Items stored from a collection
_ _ _
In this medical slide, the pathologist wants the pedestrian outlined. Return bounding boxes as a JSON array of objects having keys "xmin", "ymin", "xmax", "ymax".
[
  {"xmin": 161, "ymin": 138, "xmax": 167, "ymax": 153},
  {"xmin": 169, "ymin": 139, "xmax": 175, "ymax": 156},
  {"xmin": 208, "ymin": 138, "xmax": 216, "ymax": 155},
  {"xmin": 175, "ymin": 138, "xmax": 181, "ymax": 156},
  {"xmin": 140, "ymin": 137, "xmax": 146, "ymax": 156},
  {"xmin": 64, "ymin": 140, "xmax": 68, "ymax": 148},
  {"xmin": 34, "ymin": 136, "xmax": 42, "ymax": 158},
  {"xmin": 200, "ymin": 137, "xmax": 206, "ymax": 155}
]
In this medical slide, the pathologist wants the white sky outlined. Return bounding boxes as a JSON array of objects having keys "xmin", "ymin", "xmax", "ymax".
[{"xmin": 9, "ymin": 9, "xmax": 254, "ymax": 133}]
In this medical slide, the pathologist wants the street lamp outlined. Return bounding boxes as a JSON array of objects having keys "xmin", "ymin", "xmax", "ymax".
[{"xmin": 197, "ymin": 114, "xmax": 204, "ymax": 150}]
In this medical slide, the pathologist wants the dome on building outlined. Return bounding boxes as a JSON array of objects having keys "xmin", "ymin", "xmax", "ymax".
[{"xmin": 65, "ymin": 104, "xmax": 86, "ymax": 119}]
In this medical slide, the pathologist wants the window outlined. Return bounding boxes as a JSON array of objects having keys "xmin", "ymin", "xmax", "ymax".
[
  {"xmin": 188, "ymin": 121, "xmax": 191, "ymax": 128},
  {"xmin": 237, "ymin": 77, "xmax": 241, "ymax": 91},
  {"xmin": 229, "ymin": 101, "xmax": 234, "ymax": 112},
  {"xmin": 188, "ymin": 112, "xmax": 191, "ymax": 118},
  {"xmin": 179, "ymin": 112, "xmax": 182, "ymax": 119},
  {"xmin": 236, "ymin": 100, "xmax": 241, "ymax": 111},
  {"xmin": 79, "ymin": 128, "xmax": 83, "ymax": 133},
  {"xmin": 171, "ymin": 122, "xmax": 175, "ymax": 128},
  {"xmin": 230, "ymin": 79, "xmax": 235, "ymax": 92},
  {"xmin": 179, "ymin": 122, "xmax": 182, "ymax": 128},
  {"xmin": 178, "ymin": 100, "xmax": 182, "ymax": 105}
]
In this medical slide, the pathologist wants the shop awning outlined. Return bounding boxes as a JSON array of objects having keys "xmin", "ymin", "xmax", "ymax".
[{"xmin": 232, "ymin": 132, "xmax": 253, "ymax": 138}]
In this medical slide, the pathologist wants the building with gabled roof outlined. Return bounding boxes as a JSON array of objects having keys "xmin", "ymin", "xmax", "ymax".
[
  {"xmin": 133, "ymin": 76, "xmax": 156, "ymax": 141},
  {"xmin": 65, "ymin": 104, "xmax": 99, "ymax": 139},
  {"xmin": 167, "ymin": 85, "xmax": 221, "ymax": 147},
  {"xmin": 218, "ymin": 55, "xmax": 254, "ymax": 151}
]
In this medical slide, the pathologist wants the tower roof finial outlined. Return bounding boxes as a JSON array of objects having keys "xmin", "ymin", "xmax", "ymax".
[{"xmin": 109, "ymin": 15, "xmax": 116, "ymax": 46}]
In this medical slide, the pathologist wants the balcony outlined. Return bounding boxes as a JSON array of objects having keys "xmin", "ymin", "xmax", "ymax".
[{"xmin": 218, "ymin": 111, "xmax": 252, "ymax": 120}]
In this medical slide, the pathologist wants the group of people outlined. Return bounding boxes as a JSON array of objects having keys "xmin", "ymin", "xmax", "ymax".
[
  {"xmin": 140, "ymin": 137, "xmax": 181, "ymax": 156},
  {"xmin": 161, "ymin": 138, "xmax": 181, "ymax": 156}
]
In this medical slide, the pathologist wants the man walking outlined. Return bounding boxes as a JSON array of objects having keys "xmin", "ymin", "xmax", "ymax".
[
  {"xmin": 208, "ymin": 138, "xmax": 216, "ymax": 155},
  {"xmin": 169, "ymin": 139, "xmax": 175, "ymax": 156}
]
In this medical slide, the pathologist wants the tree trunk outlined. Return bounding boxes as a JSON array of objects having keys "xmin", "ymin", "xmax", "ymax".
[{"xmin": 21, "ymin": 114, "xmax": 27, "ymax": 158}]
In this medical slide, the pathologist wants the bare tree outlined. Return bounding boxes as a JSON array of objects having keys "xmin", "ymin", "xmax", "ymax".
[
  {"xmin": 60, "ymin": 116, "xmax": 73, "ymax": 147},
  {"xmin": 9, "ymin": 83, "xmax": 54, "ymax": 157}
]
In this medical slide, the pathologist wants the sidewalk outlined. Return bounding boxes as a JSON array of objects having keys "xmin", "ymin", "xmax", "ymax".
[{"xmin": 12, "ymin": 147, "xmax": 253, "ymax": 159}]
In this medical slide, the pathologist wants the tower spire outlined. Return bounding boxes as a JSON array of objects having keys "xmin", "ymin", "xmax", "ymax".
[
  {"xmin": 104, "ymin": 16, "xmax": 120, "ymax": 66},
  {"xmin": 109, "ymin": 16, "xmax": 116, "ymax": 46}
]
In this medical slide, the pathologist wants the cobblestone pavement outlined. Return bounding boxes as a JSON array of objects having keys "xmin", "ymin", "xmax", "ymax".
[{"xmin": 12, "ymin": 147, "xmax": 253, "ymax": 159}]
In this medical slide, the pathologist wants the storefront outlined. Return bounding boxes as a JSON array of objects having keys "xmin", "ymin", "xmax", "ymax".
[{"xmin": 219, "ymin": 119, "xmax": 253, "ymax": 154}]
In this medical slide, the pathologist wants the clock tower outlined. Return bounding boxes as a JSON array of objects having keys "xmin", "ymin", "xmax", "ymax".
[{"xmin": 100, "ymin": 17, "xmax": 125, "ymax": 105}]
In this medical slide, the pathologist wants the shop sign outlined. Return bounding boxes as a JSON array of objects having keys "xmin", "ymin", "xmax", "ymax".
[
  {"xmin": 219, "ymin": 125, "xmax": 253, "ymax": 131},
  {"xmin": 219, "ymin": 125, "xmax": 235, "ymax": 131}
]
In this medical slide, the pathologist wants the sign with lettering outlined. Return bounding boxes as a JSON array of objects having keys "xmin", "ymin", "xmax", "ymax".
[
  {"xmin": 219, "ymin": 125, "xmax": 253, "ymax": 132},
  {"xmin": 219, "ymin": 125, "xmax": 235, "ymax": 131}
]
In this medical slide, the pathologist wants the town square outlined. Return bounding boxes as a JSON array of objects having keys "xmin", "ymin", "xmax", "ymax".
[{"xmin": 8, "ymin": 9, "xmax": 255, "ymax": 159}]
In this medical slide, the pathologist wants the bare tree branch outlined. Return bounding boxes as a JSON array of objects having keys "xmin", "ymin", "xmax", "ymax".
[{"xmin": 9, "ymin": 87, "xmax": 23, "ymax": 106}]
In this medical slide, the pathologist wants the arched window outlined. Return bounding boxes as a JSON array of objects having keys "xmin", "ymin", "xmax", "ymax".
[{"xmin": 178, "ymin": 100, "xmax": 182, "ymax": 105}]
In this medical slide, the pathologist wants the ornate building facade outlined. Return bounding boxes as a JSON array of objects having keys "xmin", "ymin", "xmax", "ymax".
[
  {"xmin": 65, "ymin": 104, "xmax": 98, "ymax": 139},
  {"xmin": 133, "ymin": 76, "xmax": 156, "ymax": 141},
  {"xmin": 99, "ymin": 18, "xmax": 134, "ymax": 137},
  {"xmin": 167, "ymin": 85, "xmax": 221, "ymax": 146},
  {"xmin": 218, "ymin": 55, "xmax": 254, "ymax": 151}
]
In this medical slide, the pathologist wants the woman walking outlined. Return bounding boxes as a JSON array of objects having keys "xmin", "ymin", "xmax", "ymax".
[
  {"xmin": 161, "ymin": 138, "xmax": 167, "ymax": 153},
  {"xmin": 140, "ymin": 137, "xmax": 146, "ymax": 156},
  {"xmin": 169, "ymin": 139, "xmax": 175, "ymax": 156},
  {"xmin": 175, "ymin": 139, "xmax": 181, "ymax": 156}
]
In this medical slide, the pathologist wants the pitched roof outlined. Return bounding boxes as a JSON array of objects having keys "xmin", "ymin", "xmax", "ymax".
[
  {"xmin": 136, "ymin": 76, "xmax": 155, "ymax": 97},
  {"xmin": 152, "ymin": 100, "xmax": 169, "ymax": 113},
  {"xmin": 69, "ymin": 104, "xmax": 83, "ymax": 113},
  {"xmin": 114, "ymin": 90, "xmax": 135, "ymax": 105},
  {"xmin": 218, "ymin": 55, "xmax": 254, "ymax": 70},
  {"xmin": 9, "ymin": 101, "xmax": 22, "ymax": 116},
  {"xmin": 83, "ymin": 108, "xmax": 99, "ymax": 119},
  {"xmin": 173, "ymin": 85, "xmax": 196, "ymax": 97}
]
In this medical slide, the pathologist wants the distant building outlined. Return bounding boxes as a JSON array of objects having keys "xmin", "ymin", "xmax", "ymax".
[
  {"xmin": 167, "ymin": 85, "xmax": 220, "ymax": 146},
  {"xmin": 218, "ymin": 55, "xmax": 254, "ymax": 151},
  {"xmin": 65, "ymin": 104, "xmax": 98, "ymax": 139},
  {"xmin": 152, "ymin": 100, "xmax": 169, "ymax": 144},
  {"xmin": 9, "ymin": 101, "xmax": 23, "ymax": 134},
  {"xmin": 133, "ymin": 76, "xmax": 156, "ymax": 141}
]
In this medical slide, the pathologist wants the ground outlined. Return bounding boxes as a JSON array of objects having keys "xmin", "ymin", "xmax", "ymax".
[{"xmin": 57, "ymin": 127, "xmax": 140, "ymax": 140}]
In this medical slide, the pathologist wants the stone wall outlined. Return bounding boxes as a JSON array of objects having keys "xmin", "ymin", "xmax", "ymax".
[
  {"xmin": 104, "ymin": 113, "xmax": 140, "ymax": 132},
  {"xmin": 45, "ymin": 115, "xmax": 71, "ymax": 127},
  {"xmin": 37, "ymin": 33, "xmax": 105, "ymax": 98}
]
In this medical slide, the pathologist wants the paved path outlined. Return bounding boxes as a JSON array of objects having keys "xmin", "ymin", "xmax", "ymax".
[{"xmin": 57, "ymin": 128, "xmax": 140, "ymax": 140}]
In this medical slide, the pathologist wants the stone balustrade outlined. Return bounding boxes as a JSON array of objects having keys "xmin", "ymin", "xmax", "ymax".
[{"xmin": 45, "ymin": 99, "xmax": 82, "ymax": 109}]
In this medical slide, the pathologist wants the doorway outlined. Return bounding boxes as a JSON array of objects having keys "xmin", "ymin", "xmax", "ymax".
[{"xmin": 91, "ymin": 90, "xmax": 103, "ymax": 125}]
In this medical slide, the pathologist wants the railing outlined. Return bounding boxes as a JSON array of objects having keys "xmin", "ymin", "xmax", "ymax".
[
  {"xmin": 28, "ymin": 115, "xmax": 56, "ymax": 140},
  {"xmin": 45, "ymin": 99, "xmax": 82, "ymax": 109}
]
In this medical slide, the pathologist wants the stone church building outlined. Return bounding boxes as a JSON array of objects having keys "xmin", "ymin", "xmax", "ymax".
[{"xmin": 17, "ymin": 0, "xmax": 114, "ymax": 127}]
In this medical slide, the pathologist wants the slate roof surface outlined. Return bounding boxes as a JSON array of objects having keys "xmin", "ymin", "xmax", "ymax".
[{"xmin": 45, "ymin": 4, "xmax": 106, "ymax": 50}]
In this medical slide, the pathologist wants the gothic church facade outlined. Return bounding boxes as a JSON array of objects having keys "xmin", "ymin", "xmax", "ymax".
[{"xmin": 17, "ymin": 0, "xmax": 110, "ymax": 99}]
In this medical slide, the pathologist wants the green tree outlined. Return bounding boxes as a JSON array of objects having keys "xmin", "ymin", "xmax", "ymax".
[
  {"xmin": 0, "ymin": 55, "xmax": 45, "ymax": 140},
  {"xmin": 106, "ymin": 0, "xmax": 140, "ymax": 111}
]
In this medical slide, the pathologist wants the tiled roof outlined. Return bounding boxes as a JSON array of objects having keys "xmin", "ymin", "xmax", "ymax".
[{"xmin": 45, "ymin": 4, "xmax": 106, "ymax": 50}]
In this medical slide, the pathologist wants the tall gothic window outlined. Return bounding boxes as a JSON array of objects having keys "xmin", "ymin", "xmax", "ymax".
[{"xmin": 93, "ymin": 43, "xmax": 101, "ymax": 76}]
_ _ _
▸ **EXERCISE PROMPT**:
Copy out again the lines from the one containing "In this medical slide, the pathologist wants the green" up to and including the last line, and give only those lines.

▸ **RESPONSE**:
In this medical slide, the pathologist wants the green tree outlined. Return bounding boxes as a JSON array of objects having keys "xmin", "ymin", "xmax", "ymax".
[
  {"xmin": 0, "ymin": 55, "xmax": 45, "ymax": 140},
  {"xmin": 106, "ymin": 0, "xmax": 140, "ymax": 111}
]
In this medical slide, the pathologist wants the tiled roof outlined. Return bounding boxes as a JSON array of objects having keys "xmin", "ymin", "xmax", "ymax".
[{"xmin": 45, "ymin": 4, "xmax": 106, "ymax": 50}]
In this medical slide, the pathologist wants the tall gothic window outlined. Return bounding boxes as a JSON array of objects having keys "xmin", "ymin", "xmax", "ymax".
[{"xmin": 93, "ymin": 43, "xmax": 101, "ymax": 76}]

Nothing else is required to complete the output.